- Also known as: Moral of the Sun
- Genre: Action Drama Romance
- Written by: Poompandin
- Directed by: Cherd Pakdeevijit
- Starring: Siwat Chotchaicharin Nattasha Nauljam Sammy Cowell
- Opening theme: Doot Tawan Dang Pupah by Gun Pakdeevijit
- Ending theme: Tawan Lae Pupah by Kaewkarn Chuenpennit
- Country of origin: Thailand
- Original language: Thai
- No. of episodes: 13

Production
- Executive producer: Chalong Pakdeevijit
- Producers: Ah Long Jr. Sumon Pakdeevijit Boonjira Tririya
- Production location: Thailand
- Running time: 120 minutes/episode Mondays and Tuesdays at 20:25 (ICT)

■ **EXCERPTED DATA**

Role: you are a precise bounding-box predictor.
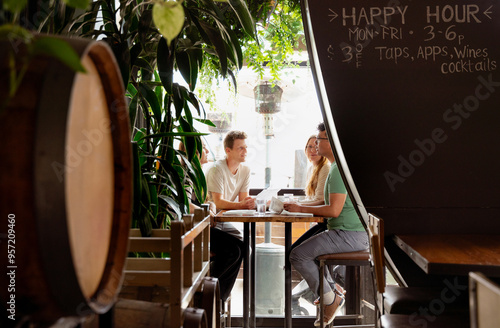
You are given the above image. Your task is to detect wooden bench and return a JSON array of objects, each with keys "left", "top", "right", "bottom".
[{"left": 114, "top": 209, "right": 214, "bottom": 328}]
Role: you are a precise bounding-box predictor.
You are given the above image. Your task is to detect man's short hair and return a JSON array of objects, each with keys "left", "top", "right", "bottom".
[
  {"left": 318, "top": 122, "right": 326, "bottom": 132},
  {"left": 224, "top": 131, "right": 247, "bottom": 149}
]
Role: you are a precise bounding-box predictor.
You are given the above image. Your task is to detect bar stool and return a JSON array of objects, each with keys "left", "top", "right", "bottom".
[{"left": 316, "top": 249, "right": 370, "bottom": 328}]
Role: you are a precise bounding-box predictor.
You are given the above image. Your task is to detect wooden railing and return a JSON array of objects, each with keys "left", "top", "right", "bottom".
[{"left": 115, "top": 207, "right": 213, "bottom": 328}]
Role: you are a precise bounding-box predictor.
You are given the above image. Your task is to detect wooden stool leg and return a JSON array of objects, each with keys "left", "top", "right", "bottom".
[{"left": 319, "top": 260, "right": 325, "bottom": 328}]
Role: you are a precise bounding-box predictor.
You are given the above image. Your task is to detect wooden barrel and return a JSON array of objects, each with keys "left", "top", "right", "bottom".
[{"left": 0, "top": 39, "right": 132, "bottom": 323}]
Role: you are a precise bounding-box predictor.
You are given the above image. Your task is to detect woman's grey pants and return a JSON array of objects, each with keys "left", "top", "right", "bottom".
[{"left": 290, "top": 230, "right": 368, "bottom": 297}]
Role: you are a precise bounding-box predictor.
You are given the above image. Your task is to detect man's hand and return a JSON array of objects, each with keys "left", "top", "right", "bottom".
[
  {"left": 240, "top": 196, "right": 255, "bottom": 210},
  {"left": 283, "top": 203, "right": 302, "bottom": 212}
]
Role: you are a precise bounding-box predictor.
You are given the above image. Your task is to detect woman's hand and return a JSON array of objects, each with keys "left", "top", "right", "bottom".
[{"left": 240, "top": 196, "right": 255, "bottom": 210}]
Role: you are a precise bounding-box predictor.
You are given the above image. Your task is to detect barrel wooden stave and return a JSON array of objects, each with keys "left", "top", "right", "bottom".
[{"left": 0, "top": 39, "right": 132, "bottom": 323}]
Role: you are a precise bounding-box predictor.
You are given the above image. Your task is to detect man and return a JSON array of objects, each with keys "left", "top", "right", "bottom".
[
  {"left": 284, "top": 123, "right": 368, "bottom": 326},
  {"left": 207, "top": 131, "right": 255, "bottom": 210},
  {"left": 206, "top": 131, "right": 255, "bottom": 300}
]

■ **INSTRUCTIONS**
1. In the Thai drama listing, who directed the series?
2. Please carry on the Thai drama listing, starting after its final line.

■ **ANSWER SET**
1. Cherd Pakdeevijit

2.
- Production company: Bangkok Audio Vision

Original release
- Network: Channel 7
- Release: November 26, 2012 – January 8, 2013

Related
- Evening News: Second Edition; Praden Det 7 Si;

= Dut Tawan Dang Phu-pha =

Dut Tawan Dang Phu-pha (ดุจตะวันดั่งภูผา; lit: As the Sun, As the Mountain; International title: Moral of the Sun) is a Thai TV series or lakorn aired on Thailand's Channel 7 from November 26, 2012, to January 8, 2013, on Mondays and Tuesdays at 20:25 for 13 episodes.

==Plot summary==
To investigate the death of his father, Tai a young man who is a zookeeper, have been a supporter in the gang of the godfather Boon, and that makes him meet the truth.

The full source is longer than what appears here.